» **Requirement 1**: Rewrite the part of the Frankenstein adaptation text starting at "In 1816 on Lake" and ending at "page to stage?", putting "Lake Lucerne" in place of "Lake Geneva".
═════ Text ═════
In 1816 on Lake Geneva an 18 year old girl named, as she still was then, Mary Godwin, had a terrible dream of a Creature assembled from human parts being brought to life. The result was a novel published within two years that was to reach mythical status.

Almost 200 years later, her ‘hideous progeny’ is the toast of the town once more as Danny Boyle presents his sell-out, critically acclaimed production at the National Theatre. But just how has Mary Shelley’s nightmare creation been transformed from page to stage?

NOTE: This feature will contain plot spoilers, so stop reading if you have yet to see the show and want to be surprised.

‘Frankenstein and the Creature literally create each other: every night they reinhabit each other’ Danny Boyle, interview in The Guardian

The most striking aspect of this most recent incarnation of Mary Shelley’s novel is the headline-grabbing double casting of Benedict Cumberbatch and Jonny Lee Miller alternating in the roles of Frankenstein and the Creature. As well as proving to be a shrewd marketing tactic, this decision gives the production the opportunity to play with the tale’s inherent ideas of doubling.

Speaking about his adaptation in an interview with The Arts Desk, playwright Nick Dear pointed out that ‘there are so many elements of the Doppelgänger in the original story. Victor Frankenstein is a narcissist – when he comes to create a man, he tries to do so in the image of himself’. By removing the female from the process of reproduction, Frankenstein makes himself sole parent to his creation and it thus becomes his offspring, an implicit extension of himself.

The sharing of these two central roles of creator and creation allows a far more explicit exploration of the link between the two. Boyle has run with Dear’s script and made this almost umbilical connection tangible on the stage; the atmosphere crackles in the moments when Cumberbatch and Miller make physical contact and the production closes with the powerful visual image of their silhouetted figures walking away from the audience, unable right to the end to sever the connection between them.

As fans of the book will recognise, this is not the ending from the novel. Mary Shelley’s tale concludes with the death of Frankenstein while still in pursuit of the Creature, followed by the Creature’s remorseful discovery of his creator’s demise and his resolution to destroy himself; the final image here is of the Creature, alienated in his isolation as he has been throughout the novel. Yet Dear’s ending rightly centres what is the perpetual focus of a consistently thematic adaptation: the relationship between monster and maker.
═════ Source data ═════
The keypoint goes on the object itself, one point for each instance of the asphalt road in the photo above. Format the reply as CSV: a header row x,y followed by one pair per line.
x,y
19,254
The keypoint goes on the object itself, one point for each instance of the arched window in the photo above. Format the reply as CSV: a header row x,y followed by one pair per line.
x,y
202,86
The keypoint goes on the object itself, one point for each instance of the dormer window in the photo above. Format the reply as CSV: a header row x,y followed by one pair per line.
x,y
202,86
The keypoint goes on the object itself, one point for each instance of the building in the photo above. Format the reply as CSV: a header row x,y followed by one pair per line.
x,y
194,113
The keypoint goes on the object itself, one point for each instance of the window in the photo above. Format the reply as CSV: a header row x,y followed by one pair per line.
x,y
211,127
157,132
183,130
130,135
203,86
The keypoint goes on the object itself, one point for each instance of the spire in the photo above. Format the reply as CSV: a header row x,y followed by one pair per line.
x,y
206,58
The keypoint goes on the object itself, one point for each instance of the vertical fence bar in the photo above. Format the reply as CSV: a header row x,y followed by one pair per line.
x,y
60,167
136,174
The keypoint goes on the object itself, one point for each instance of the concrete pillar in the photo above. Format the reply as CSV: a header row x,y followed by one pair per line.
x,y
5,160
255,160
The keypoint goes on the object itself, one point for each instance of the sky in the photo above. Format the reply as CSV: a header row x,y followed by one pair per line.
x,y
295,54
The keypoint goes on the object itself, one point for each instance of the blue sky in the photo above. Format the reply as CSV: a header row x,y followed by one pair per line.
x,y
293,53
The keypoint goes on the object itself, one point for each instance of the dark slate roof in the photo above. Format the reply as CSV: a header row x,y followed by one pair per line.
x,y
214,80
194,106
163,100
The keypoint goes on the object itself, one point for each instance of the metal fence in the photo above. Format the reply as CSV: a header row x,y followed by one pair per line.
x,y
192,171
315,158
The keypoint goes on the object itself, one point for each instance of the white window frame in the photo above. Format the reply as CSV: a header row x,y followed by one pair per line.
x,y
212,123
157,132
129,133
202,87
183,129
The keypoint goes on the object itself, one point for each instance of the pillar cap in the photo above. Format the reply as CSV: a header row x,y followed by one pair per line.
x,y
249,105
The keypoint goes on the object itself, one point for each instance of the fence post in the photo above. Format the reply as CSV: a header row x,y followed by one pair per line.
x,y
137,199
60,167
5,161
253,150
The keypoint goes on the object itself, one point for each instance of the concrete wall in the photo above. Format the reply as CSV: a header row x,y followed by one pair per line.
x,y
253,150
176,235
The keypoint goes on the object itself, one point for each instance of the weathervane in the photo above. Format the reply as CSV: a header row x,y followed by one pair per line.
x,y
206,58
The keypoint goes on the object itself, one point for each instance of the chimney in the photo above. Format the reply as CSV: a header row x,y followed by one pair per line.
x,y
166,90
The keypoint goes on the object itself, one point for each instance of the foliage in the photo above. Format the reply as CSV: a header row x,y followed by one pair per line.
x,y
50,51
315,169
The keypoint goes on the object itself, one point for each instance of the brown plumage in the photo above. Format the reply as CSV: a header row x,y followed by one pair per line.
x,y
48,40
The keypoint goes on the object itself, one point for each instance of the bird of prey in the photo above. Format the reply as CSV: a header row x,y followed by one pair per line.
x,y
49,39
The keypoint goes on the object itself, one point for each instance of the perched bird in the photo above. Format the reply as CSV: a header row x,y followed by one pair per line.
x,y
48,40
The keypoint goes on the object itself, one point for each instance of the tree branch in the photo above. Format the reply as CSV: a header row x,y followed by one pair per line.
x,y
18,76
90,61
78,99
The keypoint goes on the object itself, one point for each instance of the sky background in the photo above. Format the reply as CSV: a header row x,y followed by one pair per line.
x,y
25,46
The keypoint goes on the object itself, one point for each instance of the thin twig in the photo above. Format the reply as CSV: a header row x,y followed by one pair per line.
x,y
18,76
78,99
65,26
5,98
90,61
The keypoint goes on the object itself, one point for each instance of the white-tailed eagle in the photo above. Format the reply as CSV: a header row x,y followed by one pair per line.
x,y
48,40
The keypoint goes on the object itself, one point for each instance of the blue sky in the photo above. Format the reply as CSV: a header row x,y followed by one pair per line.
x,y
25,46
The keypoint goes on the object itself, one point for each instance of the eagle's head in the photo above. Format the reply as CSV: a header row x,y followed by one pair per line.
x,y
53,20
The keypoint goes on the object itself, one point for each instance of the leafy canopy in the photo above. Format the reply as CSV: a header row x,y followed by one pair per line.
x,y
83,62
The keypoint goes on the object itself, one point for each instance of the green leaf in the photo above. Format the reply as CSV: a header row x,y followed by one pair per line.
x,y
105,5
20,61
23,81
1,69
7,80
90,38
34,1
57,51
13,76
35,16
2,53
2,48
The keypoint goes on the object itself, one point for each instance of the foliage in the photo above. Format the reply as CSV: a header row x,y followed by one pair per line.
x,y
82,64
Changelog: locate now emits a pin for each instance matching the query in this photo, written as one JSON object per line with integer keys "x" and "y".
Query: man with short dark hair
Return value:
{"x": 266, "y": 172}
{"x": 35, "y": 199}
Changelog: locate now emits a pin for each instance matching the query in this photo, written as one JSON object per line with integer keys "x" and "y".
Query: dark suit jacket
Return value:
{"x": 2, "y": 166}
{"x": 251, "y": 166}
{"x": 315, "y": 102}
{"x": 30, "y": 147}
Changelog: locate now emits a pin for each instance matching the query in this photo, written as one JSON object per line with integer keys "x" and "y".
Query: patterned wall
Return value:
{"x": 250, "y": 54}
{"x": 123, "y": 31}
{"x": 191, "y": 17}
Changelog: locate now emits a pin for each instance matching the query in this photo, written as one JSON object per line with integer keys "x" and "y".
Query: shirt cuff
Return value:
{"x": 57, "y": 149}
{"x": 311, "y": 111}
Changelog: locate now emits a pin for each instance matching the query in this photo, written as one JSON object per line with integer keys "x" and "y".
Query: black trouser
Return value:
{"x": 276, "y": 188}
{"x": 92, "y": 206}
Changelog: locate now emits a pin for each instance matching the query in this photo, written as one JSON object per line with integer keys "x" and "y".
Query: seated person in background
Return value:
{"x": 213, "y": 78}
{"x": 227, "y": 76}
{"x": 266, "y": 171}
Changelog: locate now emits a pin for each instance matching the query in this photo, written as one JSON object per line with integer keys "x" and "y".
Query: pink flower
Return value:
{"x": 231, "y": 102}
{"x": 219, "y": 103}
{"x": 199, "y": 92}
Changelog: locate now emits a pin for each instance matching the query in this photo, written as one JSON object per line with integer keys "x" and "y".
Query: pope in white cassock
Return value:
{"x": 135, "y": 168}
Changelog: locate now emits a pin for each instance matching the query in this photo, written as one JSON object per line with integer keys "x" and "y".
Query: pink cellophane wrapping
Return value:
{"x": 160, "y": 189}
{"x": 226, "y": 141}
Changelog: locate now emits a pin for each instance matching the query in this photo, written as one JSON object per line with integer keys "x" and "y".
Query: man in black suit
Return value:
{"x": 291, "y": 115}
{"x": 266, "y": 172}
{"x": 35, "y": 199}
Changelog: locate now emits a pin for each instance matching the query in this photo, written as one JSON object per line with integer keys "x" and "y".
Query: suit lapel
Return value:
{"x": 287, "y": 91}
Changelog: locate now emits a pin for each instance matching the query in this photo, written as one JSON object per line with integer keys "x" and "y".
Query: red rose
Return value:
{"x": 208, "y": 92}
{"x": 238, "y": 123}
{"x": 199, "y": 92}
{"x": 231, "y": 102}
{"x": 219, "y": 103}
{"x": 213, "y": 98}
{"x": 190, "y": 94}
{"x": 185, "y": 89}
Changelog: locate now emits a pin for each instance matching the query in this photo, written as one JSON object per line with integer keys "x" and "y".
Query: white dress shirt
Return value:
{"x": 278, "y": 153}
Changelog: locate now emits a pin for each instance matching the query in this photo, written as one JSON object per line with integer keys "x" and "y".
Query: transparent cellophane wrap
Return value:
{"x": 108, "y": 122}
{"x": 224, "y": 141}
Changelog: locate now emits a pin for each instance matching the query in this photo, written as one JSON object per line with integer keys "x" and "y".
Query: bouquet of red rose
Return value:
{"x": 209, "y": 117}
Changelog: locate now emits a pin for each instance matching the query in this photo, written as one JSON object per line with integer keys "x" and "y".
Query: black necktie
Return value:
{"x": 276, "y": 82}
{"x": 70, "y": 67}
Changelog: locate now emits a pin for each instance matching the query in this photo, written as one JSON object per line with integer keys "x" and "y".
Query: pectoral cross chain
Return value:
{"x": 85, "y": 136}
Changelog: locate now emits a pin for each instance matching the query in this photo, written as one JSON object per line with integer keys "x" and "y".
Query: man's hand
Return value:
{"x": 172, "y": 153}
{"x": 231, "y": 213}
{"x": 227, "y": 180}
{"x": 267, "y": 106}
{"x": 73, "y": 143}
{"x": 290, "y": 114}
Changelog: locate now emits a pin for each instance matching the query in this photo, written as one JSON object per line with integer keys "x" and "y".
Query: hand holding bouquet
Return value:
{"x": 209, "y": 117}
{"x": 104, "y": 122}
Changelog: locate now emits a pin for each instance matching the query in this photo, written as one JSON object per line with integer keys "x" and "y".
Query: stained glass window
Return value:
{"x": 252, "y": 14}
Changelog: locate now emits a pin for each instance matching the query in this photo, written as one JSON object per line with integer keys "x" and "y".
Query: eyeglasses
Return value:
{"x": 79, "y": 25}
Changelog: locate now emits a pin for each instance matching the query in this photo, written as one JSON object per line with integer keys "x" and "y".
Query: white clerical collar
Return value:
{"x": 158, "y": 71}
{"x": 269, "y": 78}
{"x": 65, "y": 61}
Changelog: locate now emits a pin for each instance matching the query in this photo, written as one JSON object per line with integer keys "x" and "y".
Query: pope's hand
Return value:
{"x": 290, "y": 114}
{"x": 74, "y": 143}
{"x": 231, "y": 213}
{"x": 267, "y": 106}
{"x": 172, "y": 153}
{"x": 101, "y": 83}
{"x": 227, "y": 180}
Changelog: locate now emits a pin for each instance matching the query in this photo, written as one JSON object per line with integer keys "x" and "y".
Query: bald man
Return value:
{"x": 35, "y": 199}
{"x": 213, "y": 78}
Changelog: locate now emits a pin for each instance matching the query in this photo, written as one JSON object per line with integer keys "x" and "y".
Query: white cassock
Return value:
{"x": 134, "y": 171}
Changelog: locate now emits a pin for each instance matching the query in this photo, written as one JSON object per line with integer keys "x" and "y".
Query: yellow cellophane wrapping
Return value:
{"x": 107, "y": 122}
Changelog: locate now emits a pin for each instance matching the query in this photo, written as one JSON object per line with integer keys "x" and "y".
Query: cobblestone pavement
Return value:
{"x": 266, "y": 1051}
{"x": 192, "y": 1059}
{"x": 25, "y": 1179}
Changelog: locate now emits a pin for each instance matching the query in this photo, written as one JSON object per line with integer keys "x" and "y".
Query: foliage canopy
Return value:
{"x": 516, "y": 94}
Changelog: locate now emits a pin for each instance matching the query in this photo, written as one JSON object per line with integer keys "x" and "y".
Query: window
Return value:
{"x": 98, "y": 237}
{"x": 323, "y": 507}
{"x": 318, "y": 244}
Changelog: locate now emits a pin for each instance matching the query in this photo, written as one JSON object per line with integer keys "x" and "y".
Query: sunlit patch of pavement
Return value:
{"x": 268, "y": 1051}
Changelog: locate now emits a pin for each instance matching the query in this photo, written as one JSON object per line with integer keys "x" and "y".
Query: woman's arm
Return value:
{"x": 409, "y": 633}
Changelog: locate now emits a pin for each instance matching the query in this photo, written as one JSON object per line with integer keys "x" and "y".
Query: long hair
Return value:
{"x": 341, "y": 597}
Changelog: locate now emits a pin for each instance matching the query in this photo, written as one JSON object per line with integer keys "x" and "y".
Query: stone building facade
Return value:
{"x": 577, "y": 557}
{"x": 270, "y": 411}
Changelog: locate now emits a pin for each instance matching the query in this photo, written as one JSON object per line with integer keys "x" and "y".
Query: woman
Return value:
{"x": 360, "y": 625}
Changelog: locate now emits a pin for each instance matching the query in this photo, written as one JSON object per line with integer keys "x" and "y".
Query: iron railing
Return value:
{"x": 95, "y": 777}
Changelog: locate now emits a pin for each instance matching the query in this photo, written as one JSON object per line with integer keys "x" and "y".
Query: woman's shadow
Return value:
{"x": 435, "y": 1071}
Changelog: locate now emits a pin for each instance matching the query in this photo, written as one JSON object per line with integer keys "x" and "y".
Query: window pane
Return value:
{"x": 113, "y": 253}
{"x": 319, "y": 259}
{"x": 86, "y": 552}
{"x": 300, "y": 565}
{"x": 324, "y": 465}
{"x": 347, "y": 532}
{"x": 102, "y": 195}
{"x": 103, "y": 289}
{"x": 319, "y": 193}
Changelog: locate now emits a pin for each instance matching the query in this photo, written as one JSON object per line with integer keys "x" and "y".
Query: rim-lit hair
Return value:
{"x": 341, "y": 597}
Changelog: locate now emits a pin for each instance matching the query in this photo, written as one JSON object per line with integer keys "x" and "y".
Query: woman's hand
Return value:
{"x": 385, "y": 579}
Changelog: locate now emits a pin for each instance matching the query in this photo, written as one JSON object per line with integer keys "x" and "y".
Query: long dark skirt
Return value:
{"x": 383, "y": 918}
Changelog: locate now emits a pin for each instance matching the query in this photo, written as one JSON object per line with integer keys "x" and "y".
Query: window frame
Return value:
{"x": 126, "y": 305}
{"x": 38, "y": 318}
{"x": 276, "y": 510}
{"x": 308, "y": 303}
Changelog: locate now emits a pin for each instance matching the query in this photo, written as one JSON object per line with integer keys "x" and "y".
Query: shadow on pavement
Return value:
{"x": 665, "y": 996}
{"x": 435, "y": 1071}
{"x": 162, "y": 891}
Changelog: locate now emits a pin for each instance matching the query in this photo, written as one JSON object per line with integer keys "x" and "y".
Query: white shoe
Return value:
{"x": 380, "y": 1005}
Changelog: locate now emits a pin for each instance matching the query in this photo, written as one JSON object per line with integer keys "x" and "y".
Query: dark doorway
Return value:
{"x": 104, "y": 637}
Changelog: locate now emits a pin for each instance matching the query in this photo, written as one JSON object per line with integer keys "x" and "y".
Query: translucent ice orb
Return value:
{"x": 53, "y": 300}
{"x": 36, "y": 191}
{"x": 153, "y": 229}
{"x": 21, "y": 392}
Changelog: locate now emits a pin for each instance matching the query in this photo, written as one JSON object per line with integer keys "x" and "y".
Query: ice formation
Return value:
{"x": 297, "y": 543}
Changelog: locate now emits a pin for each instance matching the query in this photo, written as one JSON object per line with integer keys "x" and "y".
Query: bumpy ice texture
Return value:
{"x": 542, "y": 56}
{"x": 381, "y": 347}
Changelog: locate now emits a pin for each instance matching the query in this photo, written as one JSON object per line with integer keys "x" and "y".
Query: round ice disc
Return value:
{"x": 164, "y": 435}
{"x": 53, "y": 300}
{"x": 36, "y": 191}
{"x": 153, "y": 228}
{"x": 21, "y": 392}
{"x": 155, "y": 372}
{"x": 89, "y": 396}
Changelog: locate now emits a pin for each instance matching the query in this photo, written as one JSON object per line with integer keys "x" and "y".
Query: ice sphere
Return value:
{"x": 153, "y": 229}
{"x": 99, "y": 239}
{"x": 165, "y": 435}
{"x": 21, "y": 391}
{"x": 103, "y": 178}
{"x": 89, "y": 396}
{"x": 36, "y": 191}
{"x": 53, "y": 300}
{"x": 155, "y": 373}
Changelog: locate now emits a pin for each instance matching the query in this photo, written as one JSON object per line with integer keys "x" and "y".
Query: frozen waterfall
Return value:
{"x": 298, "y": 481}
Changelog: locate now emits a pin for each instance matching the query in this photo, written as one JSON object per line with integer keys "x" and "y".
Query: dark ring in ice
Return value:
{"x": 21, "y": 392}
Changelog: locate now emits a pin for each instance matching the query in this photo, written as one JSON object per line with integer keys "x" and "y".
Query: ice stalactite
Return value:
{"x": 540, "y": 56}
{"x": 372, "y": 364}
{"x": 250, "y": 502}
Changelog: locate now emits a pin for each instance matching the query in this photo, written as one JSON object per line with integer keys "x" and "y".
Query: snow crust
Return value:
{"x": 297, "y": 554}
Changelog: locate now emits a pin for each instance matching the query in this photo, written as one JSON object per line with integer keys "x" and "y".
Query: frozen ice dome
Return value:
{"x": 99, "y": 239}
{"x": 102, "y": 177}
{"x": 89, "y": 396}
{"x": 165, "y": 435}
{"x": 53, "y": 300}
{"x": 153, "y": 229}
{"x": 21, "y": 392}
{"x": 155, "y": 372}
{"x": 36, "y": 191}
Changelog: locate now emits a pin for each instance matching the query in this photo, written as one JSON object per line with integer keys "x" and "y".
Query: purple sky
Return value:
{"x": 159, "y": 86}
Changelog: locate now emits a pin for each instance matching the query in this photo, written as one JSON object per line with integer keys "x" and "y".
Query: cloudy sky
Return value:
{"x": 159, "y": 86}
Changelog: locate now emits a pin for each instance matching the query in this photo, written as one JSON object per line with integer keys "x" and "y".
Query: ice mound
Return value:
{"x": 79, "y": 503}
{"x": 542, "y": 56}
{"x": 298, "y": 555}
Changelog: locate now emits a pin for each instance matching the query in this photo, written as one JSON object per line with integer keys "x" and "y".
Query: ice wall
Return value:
═════
» **Requirement 2**: How many lines of the records contain the string "frame"? Case counts. Give only the number.

» **Task result 1**:
In 1816 on Lake Lucerne an 18 year old girl named, as she still was then, Mary Godwin, had a terrible dream of a Creature assembled from human parts being brought to life. The result was a novel published within two years that was to reach mythical status.

Almost 200 years later, her ‘hideous progeny’ is the toast of the town once more as Danny Boyle presents his sell-out, critically acclaimed production at the National Theatre. But just how has Mary Shelley’s nightmare creation been transformed from page to stage?

» **Task result 2**: 2